Ahmad Kaabour (; born 9 July 1955, in Beirut, Lebanon) is a Lebanese singer, songwriter, music composer and actor. He is perhaps best known for his song Ounadikom which he composed in 1975 upon the outbreak of the Lebanese civil war.

Background
Ahmad Kaabour was born on 9 July 1955 in Beirut, Lebanon to Mahmoud Kaabour and Fatima Al-Ghoul. Ahmad and his siblings grew up in the Basta area of Beirut before moving to Al-Horsh neighbourhood. His father Mahmoud (aka Al-Rasheedi) was a prominent violinist who played along the biggest musicians of the time. His father's work cultivated his musical background alongside other influences.

Career

Singer
Kaabour is best known for his song Ounadikom ("I Call Out To You"), based on a poem written by Tawfiq Ziad. He composed the song at the age of 19 in 1975 with the outbreak of the Lebanese Civil War, and his musical endeavors have continued ever since.

STATED EXERCISE A -
Restate the biography of Ahmad Kaabour above word for word.
The listing after this has nothing to do with the biography above.

Raw listing
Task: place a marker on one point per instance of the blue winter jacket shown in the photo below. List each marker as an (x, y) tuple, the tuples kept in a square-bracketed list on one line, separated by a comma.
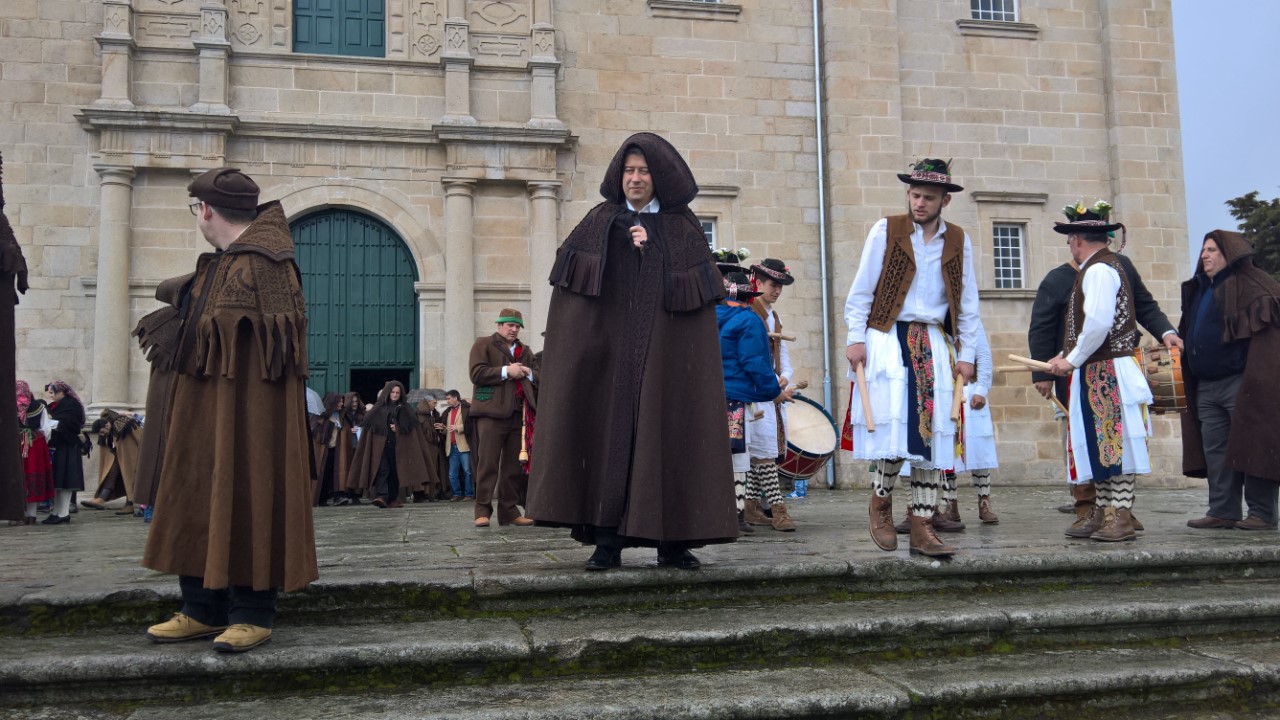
[(745, 355)]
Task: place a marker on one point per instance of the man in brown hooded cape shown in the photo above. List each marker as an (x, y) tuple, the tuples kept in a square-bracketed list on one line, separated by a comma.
[(632, 437), (227, 428), (405, 455), (1230, 433), (13, 279)]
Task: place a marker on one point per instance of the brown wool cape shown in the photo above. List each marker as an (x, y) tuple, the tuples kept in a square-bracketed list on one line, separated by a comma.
[(13, 279), (410, 446), (233, 497), (631, 420), (1249, 300)]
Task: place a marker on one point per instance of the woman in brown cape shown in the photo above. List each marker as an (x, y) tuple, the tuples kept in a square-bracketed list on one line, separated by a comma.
[(389, 454), (643, 459)]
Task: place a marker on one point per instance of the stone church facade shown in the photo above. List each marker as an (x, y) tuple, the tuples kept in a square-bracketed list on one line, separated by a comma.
[(432, 154)]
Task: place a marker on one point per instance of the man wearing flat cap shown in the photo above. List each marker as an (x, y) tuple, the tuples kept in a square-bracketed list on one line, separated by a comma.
[(503, 405), (225, 455), (913, 291)]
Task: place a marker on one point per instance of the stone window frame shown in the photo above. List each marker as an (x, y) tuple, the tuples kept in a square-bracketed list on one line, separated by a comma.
[(1023, 209), (696, 9)]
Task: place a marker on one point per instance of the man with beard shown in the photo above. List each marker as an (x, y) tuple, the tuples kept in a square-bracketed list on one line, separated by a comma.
[(644, 459), (913, 288), (503, 406), (227, 424)]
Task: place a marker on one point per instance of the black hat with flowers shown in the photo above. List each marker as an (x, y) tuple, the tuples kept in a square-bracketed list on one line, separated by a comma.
[(931, 171), (773, 269)]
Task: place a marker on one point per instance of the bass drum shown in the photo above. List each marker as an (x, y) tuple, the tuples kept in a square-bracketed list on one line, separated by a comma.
[(812, 440)]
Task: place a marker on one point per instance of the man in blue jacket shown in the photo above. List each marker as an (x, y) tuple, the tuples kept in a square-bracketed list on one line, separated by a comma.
[(749, 374)]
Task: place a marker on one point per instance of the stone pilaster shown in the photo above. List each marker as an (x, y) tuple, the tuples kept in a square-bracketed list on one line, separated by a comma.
[(117, 42), (457, 62), (112, 306), (542, 251), (460, 326), (214, 50)]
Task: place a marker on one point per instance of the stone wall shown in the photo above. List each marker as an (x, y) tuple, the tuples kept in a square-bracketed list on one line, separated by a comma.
[(483, 135)]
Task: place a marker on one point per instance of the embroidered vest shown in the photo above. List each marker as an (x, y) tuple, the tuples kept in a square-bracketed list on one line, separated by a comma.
[(899, 270), (1123, 336)]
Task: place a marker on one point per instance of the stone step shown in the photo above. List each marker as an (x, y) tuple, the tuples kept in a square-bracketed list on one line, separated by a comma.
[(1202, 680), (424, 595), (364, 657)]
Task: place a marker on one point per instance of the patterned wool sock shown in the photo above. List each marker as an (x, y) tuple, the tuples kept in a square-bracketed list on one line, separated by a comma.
[(885, 477), (924, 492), (769, 484), (982, 481), (1123, 491), (949, 484)]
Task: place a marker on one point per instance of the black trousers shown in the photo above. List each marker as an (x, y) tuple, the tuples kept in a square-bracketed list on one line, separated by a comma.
[(227, 606)]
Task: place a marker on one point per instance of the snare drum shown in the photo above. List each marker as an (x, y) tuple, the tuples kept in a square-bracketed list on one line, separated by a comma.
[(1162, 368), (812, 440)]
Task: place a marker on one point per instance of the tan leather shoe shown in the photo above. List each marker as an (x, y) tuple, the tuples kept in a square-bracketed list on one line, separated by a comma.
[(241, 637), (926, 542), (1116, 525), (781, 519), (181, 628), (984, 513), (882, 522), (753, 515)]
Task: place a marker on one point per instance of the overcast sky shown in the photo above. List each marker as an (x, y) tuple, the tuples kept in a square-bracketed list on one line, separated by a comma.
[(1229, 96)]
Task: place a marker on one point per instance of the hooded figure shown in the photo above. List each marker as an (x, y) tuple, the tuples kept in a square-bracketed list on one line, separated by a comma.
[(631, 331), (13, 279), (1248, 313), (388, 460)]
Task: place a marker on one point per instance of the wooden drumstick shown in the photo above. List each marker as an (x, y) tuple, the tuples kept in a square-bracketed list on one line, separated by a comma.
[(956, 399), (867, 399)]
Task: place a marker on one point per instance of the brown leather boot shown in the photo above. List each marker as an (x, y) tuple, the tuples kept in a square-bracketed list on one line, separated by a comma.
[(781, 520), (949, 520), (984, 513), (753, 515), (924, 541), (1086, 497), (882, 523), (1116, 525), (1088, 524), (905, 525)]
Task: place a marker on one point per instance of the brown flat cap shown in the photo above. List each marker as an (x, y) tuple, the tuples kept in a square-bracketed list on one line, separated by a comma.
[(511, 315), (225, 187)]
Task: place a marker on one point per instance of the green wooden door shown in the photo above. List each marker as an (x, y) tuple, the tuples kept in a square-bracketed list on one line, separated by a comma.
[(357, 277)]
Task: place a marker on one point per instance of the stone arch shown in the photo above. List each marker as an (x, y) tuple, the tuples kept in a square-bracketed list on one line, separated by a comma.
[(425, 250)]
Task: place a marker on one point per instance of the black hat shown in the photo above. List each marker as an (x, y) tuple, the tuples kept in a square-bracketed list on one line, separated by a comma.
[(931, 171), (1087, 220), (225, 187), (775, 269), (737, 286)]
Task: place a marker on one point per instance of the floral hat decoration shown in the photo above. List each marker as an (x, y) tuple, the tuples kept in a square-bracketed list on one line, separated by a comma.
[(1091, 219)]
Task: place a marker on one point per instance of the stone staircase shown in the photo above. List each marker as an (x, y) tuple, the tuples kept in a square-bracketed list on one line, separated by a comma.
[(1146, 629)]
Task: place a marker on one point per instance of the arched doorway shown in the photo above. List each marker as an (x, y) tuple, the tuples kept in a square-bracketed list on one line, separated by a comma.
[(357, 277)]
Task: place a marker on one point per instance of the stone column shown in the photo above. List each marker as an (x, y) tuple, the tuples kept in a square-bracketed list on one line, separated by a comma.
[(214, 49), (112, 306), (460, 306), (457, 67), (542, 253), (117, 42)]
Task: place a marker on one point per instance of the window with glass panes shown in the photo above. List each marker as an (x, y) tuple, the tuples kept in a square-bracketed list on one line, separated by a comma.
[(1006, 245), (1001, 10)]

STATED EXERCISE B -
Quote everything in the listing from its first line down to the line containing "[(745, 355)]", including both ends, and leave the pictures out.

RESPONSE A -
Ahmad Kaabour (; born 9 July 1955, in Beirut, Lebanon) is a Lebanese singer, songwriter, music composer and actor. He is perhaps best known for his song Ounadikom which he composed in 1975 upon the outbreak of the Lebanese civil war.

Background
Ahmad Kaabour was born on 9 July 1955 in Beirut, Lebanon to Mahmoud Kaabour and Fatima Al-Ghoul. Ahmad and his siblings grew up in the Basta area of Beirut before moving to Al-Horsh neighbourhood. His father Mahmoud (aka Al-Rasheedi) was a prominent violinist who played along the biggest musicians of the time. His father's work cultivated his musical background alongside other influences.

Career

Singer
Kaabour is best known for his song Ounadikom ("I Call Out To You"), based on a poem written by Tawfiq Ziad. He composed the song at the age of 19 in 1975 with the outbreak of the Lebanese Civil War, and his musical endeavors have continued ever since.

RESPONSE B -
Task: place a marker on one point per instance of the blue winter jacket shown in the photo below. List each marker as an (x, y) tuple, the tuples kept in a square-bracketed list on one line, separated by a comma.
[(745, 355)]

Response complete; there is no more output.